**CONSIGNE A**
Recopiez le passage du récit allant de « Je n'ai jamais » jusqu'à « de la maison. », en remplaçant « cauchemar » par « mauvais rêve ».
**CONSIGNE B**
Renvoyez toutes les lignes des entrées où figure la chaîne « post ».

**EXTRAIT CHOISI**
##########
Une semaine s'écoula, ma mère pensait désespérée, "Comme les gens ne peuvent pas m'aider, il y a encore le dernier espoir". Grâce à mon acte déraisonnable, ma mère a consciemment franchi le seuil de l'église pour la première fois. Là, elle vit une icône de la Mère de Dieu et tomba à genoux devant elle. Sans connaître de prières, elle dit à la sainte Théotokos : "Sainte Mère, toi aussi tu as souffert quand ton Fils a été crucifié, c'est pourquoi tu es la seule à comprendre le cœur d'une mère. Aide-moi à récupérer mon fils. Assure-toi qu'il ne se retrouve pas avec de mauvaises personnes. Qu'il reste en vie et en bonne santé. Ramene-le à la raison et sauve-le". Elle pleura et pria jusqu'à la fermeture de l'église. De retour chez elle, une joie inattendue l'attendait : un télégramme. Il disait qu'elle pouvait venir me chercher à une telle adresse dans la ville de Kouibytchev. Maman se précipita immédiatement à la gare routière et prit le dernier autobus interurbain.
Je n'ai jamais oublié cette nuit-là. Je dormais et je fis un cauchemar. Je fuyais et me cachais de quelqu'un, et des gouttes de pluie tombaient tout le temps sur mon visage. Je ne pouvais pas éviter ces gouttes de pluie, alors je me suis réveillé. Le visage de ma chère et bien-aimée maman était penché sur moi. Elle avait peur de me réveiller et admirait silencieusement son fils endormi qu'elle n'avait pas espéré revoir vivant. Je me suis jeté dans les bras de ma mère en lui demandant pardon et en lui promettant de ne plus jamais m'enfuir de la maison.
##########
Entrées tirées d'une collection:
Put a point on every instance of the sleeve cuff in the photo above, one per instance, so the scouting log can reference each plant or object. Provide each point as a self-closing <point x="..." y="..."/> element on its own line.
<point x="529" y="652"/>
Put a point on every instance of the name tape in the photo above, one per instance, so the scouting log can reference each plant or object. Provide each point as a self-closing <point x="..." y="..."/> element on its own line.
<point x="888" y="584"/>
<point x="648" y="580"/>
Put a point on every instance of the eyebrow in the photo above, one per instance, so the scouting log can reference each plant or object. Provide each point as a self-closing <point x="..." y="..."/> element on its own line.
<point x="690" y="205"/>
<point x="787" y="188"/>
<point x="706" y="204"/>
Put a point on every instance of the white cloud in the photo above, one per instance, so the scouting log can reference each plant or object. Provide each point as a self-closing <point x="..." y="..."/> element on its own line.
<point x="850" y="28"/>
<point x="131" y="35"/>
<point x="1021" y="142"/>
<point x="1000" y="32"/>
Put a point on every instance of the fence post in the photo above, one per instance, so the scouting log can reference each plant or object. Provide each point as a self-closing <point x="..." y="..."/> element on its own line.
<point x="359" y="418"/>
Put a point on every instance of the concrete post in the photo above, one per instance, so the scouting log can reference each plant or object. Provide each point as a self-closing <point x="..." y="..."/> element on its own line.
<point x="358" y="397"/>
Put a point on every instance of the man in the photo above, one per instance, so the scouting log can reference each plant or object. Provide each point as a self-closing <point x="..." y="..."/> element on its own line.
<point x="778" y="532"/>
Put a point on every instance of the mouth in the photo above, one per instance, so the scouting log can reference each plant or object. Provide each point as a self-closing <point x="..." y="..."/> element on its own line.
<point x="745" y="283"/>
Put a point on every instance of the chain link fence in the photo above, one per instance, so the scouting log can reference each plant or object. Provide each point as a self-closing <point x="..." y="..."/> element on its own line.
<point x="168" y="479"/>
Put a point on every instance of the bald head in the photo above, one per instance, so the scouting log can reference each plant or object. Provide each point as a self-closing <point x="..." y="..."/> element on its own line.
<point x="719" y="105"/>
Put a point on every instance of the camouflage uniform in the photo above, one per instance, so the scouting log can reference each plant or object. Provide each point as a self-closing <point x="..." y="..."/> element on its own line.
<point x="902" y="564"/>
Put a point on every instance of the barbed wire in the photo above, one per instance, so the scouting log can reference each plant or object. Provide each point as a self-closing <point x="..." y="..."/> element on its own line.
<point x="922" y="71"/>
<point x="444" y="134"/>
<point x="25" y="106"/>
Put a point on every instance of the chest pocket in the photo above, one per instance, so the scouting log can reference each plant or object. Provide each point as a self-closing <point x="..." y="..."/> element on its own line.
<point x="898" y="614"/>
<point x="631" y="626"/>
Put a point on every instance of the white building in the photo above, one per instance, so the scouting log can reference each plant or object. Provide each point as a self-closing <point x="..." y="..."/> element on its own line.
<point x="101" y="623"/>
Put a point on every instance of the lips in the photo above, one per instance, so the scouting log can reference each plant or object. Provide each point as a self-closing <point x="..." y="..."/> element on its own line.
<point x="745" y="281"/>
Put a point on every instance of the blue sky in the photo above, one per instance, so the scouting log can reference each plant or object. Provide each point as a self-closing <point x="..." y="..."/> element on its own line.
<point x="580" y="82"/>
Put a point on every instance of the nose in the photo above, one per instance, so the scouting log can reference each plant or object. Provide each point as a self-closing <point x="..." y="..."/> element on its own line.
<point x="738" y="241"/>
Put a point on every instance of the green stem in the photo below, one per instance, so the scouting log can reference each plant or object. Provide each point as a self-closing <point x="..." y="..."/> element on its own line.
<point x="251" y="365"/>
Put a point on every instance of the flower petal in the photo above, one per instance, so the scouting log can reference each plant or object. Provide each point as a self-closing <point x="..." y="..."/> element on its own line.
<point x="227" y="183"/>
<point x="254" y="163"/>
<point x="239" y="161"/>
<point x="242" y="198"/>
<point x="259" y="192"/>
##########
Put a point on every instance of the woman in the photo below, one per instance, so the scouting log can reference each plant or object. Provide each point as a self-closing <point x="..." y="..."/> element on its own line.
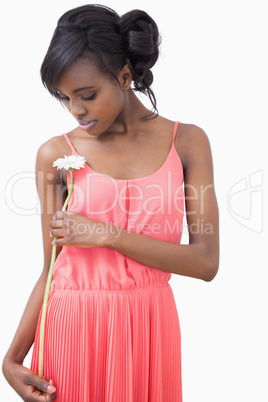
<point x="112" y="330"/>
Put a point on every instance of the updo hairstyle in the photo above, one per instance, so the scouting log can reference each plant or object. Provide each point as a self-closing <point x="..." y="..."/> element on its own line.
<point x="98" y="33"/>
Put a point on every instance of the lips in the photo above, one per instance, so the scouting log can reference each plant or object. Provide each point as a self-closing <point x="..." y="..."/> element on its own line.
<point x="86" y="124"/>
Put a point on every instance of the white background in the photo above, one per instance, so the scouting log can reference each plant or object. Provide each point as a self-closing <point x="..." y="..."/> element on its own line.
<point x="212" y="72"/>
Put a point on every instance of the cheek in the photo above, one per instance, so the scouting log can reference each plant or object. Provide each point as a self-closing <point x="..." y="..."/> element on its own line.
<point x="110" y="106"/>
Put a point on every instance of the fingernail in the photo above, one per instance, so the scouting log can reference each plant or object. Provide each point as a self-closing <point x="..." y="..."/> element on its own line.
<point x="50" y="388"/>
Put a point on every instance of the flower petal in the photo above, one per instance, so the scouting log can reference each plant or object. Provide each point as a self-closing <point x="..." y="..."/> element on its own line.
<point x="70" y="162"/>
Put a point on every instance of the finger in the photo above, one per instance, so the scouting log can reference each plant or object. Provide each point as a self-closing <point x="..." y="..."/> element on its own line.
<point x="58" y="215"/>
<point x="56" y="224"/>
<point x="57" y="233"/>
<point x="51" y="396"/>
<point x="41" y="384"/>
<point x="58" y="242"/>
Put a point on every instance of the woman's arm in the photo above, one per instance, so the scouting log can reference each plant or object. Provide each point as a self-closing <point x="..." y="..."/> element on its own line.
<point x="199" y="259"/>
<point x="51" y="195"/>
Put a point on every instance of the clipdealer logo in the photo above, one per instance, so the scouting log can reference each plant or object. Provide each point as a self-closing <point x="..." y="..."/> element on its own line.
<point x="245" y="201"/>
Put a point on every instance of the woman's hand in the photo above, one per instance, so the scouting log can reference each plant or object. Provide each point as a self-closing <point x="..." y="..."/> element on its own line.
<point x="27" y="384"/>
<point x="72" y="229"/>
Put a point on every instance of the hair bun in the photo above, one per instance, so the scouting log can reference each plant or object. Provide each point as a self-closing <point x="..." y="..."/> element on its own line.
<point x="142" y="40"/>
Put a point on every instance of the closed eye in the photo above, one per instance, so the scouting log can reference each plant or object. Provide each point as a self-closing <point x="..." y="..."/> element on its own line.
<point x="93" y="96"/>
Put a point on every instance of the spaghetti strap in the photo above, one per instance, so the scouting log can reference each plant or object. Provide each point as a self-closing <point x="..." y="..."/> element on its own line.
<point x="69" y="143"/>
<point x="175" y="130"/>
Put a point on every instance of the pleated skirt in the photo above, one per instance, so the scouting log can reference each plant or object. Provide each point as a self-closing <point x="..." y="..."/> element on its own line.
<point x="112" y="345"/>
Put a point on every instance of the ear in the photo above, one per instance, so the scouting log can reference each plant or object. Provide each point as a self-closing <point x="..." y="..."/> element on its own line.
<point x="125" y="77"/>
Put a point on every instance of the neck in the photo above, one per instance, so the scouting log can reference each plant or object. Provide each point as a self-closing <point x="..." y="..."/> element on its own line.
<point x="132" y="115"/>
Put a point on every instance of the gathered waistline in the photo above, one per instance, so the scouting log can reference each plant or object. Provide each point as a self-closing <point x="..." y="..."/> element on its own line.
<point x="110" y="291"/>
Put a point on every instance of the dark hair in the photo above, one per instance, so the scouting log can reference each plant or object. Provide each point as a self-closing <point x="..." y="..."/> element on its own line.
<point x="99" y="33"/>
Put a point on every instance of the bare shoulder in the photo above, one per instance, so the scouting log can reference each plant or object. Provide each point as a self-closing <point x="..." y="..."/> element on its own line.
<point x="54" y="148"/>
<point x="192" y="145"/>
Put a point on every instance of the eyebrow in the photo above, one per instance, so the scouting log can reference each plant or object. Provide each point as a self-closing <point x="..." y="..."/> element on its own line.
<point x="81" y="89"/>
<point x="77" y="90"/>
##########
**SOLUTION DÉTAILLÉE A**
Je n'ai jamais oublié cette nuit-là. Je dormais et je fis un mauvais rêve. Je fuyais et me cachais de quelqu'un, et des gouttes de pluie tombaient tout le temps sur mon visage. Je ne pouvais pas éviter ces gouttes de pluie, alors je me suis réveillé. Le visage de ma chère et bien-aimée maman était penché sur moi. Elle avait peur de me réveiller et admirait silencieusement son fils endormi qu'elle n'avait pas espéré revoir vivant. Je me suis jeté dans les bras de ma mère en lui demandant pardon et en lui promettant de ne plus jamais m'enfuir de la maison.

**SOLUTION DÉTAILLÉE B**
Put a point on every instance of the fence post in the photo above, one per instance, so the scouting log can reference each plant or object. Provide each point as a self-closing <point x="..." y="..."/> element on its own line.
Put a point on every instance of the concrete post in the photo above, one per instance, so the scouting log can reference each plant or object. Provide each point as a self-closing <point x="..." y="..."/> element on its own line.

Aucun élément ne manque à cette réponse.